Pourquoi « Idle No More » gagne en force, et pourquoi tous les Canadiens devraient s’en préoccuper

Dans un éditorial du 16 décembre, le Star, à juste titre, a appelé le Premier ministre Stephen Harper à rencontrer la chef Theresa Spence, maintenant dans sa 10e jour de grève de la faim. Il a fort à propos attiré l’attention sur la crise actuelle du logement dans la Première nation d’Attawapiskat. Pourtant, il a raté la cible.

Jeff Denis est professeur adjoint de sociologie à l’Université McMaster. Publié le jeudi, 20 décembre 2012, dans le Toronto Star. Traduction par Marc Bonhomme.

La grève de la faim de Spence n’est pas seulement à propos d’Attawapiskat. Elle n’est pas seulement à propos de la question du logement ou du financement des écoles. Et elle n’est pas seulement à propos du projet de loi omnibus sur le budget C-45 qui élimine la protection fédérale sur les cours d’eau et facilite la vente des terres des réserves sans consultation. C’est tout cela et plus encore.

La grève de la faim de Spence fait partie du mouvement « Idle No More », qui, en quelques jours, est devenu le plus grand, le plus unifié et, potentiellement, le plus transformateur mouvement aborigène depuis au moins la crise d’Oka en 1990.

La question fondamentale est la relation de traité de nation à nation avec les peuples aborigènes que les gouvernements canadiens à plusieurs reprises ont bafoué en adoptant des lois sans leur consentement libre, préalable et éclairé.

Harper et le gouverneur général (en tant que représentant de la Couronne) doivent rencontrer le chef Spence et d’autres dirigeants des Premières nations, non seulement pour discuter de cette relation, mais pour prendre des mesures concrètes pour la réparer.

« Idle No More » n’est pas une soudaine « hystérie de masse ». Si l’on y portait attention, on pouvait sentir ce mouvement depuis des années.

Le 11 juin 2008, Harper s’est excusé pour le système des pensionnats indiens et a promis de construire une « nouvelle relation » basée sur le « partenariat » et le « respect ». Certaines personnes croyaient — ou ont voulu croire — que les choses allaient changer.

Malheureusement, les actes sont plus éloquents que les mots. Depuis 2008, le gouvernement Harper a réduit le financement de la santé autochtone, a émasculé le processus d’examen environnemental, a ignoré la disparition et le meurtre de plus de 600 femmes autochtones partout au Canada, a retenu les documents au sujet des pensionnats requis par la Commission vérité et réconciliation, a abandonné les négociations sur les revendications territoriales, et a essayé de défendre son sous-financement des écoles et des organismes de protection de l’enfance des Premières nations.

Lorsque certains ont osé attirer l’attention sur la pauvreté, les chefs « corrompus » ont été blâmés. Bien que le ministre des Affaires autochtones, John Duncan, affirme avoir visité 50 communautés des Premières nations et réalisé 5 000 consultations, lui et son administration n’ont manifestement pas obtenu le consentement des Premières nations sur les sept projets de loi actuellement déposés auxquels les militants de « Idle No More » s’opposent.

————

**Consigne donnée 1:**
D'après l'article sur le mouvement « Idle No More », à quelle date Stephen Harper s'est-il excusé pour le système des pensionnats indiens ?

[Lignes issues d'un jeu de données d'étiquetage de boîtes]
————

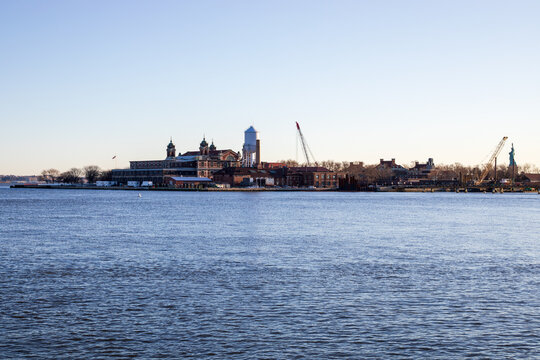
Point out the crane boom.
[476,136,508,185]
[296,121,317,166]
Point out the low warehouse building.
[165,176,212,189]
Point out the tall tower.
[199,137,208,155]
[167,138,176,159]
[242,126,260,167]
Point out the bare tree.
[41,169,60,183]
[279,159,300,167]
[98,170,112,181]
[60,168,83,184]
[83,165,101,184]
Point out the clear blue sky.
[0,0,540,174]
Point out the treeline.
[40,165,112,184]
[280,159,540,183]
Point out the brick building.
[112,139,240,186]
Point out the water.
[0,188,540,359]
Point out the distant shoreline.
[10,184,540,194]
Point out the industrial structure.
[475,136,513,185]
[296,121,317,166]
[242,126,261,167]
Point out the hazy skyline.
[0,1,540,175]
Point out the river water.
[0,188,540,359]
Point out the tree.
[41,169,60,183]
[99,170,112,181]
[83,165,101,184]
[279,159,299,167]
[60,168,83,184]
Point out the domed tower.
[199,137,208,155]
[167,138,176,159]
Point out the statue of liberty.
[508,143,517,166]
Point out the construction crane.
[475,136,508,185]
[296,121,317,166]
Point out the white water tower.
[242,126,261,167]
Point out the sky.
[0,0,540,175]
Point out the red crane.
[296,121,317,166]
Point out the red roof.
[289,166,330,172]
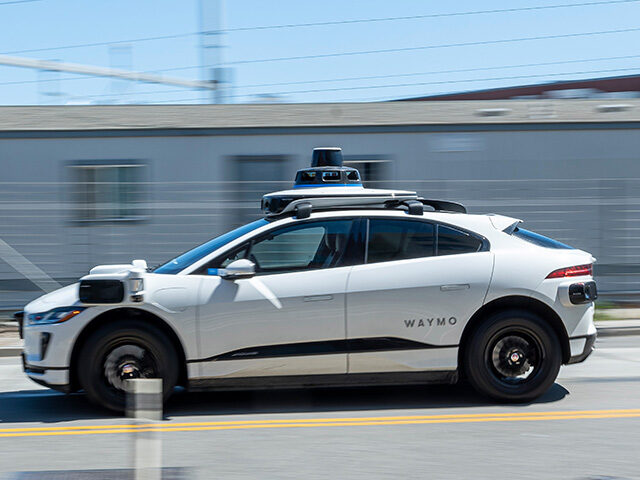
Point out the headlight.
[29,306,86,325]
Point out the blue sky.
[0,0,640,105]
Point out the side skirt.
[189,370,458,391]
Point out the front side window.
[367,218,435,263]
[194,219,362,275]
[154,219,269,274]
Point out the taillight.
[547,263,593,278]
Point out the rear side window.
[367,218,435,263]
[438,225,482,255]
[512,227,573,250]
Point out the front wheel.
[78,319,178,412]
[464,310,562,402]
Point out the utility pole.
[199,0,231,103]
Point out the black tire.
[463,310,562,402]
[77,319,179,412]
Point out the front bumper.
[21,353,69,393]
[567,333,597,365]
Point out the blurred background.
[0,0,640,311]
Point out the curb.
[596,327,640,337]
[0,347,22,358]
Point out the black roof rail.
[265,195,467,218]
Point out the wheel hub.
[492,335,535,379]
[104,345,157,391]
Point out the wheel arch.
[69,307,188,391]
[458,295,571,366]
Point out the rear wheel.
[464,310,562,402]
[77,320,178,412]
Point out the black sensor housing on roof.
[311,147,342,168]
[293,147,362,188]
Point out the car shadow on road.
[0,383,569,423]
[165,383,569,418]
[0,389,114,424]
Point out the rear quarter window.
[512,227,574,250]
[438,225,482,256]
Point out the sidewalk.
[0,322,22,357]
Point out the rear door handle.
[304,295,333,302]
[440,283,471,292]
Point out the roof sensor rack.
[293,147,362,188]
[262,147,466,218]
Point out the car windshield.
[153,219,269,274]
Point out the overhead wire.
[140,66,640,103]
[224,27,640,65]
[0,0,41,7]
[221,0,640,33]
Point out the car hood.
[24,283,79,313]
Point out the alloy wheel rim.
[103,344,158,392]
[485,329,544,386]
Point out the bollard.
[126,378,162,421]
[126,378,162,480]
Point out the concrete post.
[126,378,162,480]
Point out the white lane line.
[0,238,62,293]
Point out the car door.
[192,218,363,377]
[347,217,493,373]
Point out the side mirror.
[218,258,256,280]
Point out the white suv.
[17,148,596,410]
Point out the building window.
[70,162,146,222]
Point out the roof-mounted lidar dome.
[293,147,362,188]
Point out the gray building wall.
[0,103,640,308]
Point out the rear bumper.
[567,333,597,365]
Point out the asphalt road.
[0,336,640,480]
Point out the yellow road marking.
[0,409,640,437]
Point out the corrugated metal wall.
[0,126,640,308]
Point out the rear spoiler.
[487,213,522,235]
[502,220,522,235]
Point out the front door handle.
[440,283,471,292]
[304,295,333,302]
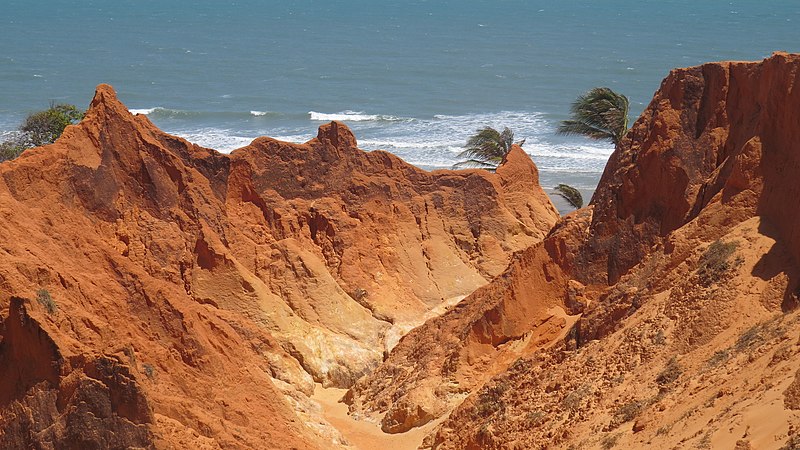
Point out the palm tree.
[453,127,525,171]
[558,87,628,146]
[556,184,583,209]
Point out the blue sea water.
[0,0,800,196]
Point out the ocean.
[0,0,800,200]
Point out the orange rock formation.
[0,86,558,449]
[346,53,800,449]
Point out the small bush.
[0,139,28,162]
[734,324,766,351]
[600,433,620,450]
[0,103,84,162]
[611,401,645,429]
[706,350,731,367]
[656,356,683,387]
[697,240,742,287]
[780,434,800,450]
[476,381,508,417]
[561,384,591,411]
[142,364,156,380]
[555,184,583,209]
[36,289,58,314]
[19,103,83,147]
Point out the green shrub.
[19,103,83,147]
[475,381,508,417]
[0,103,84,162]
[555,184,583,209]
[0,139,28,162]
[36,289,58,314]
[142,364,156,380]
[656,356,683,387]
[697,240,742,287]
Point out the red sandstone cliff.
[346,53,800,449]
[0,86,557,448]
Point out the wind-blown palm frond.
[453,127,514,170]
[558,87,628,145]
[556,184,583,209]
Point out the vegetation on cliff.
[453,127,525,170]
[558,87,628,145]
[0,103,84,162]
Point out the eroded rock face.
[347,53,800,449]
[0,86,557,448]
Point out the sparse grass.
[652,330,667,345]
[525,409,545,427]
[697,240,742,287]
[475,381,508,417]
[780,433,800,450]
[142,364,156,380]
[656,356,683,387]
[611,401,644,429]
[561,384,591,411]
[697,431,711,449]
[36,289,58,314]
[600,433,621,450]
[656,424,674,436]
[734,324,765,351]
[122,344,136,368]
[706,349,731,367]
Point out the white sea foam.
[128,106,159,115]
[171,128,255,153]
[308,110,404,122]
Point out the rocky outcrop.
[347,53,800,449]
[0,86,557,448]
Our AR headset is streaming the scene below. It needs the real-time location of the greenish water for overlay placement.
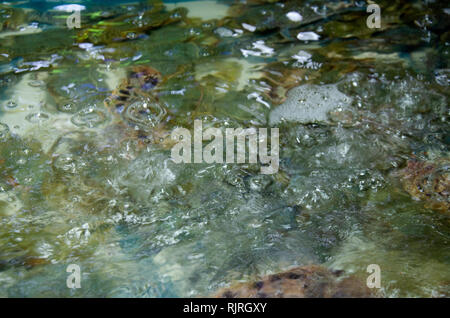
[0,0,450,297]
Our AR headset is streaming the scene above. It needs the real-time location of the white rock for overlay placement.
[269,84,352,125]
[286,11,303,22]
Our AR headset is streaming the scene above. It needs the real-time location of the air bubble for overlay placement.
[25,113,49,124]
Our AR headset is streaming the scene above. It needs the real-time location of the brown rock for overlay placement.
[215,265,372,298]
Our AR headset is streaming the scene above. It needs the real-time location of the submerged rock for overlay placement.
[270,84,352,125]
[216,265,372,298]
[399,159,450,212]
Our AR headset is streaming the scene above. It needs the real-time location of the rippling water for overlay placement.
[0,0,450,297]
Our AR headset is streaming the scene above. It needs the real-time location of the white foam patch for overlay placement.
[0,72,103,152]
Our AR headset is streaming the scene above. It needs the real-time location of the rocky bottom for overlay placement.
[215,265,375,298]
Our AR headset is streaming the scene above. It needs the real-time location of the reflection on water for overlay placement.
[0,0,450,297]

————

**Consigne donnée 2:**
Mettez en forme de tableau Markdown les lignes de la liste, depuis la ligne contenant « Point out the car windshield. » jusqu'à la ligne contenant « [0,103,640,308] » incluse, avec les colonnes « N° » et « Ligne ». Omettez les lignes vides.

**Réponse correcte 1:**
Le 11 juin 2008.

**Réponse correcte 2:**
| N° | Ligne |
|---|---|
| 1 | Point out the car windshield. |
| 2 | [153,219,269,274] |
| 3 | Point out the overhead wire. |
| 4 | [140,66,640,103] |
| 5 | [224,27,640,65] |
| 6 | [0,0,41,7] |
| 7 | [221,0,640,33] |
| 8 | Point out the car hood. |
| 9 | [24,283,79,313] |
| 10 | Point out the alloy wheel rim. |
| 11 | [103,344,158,392] |
| 12 | [485,329,544,386] |
| 13 | Point out the bollard. |
| 14 | [126,378,162,421] |
| 15 | [126,378,162,480] |
| 16 | Point out the concrete post. |
| 17 | [126,378,162,480] |
| 18 | Point out the white lane line. |
| 19 | [0,238,62,293] |
| 20 | Point out the car door. |
| 21 | [192,218,363,377] |
| 22 | [347,217,493,373] |
| 23 | Point out the side mirror. |
| 24 | [218,258,256,280] |
| 25 | Point out the white suv. |
| 26 | [17,148,596,410] |
| 27 | Point out the building window. |
| 28 | [70,162,146,222] |
| 29 | Point out the roof-mounted lidar dome. |
| 30 | [293,147,362,188] |
| 31 | Point out the gray building wall. |
| 32 | [0,103,640,308] |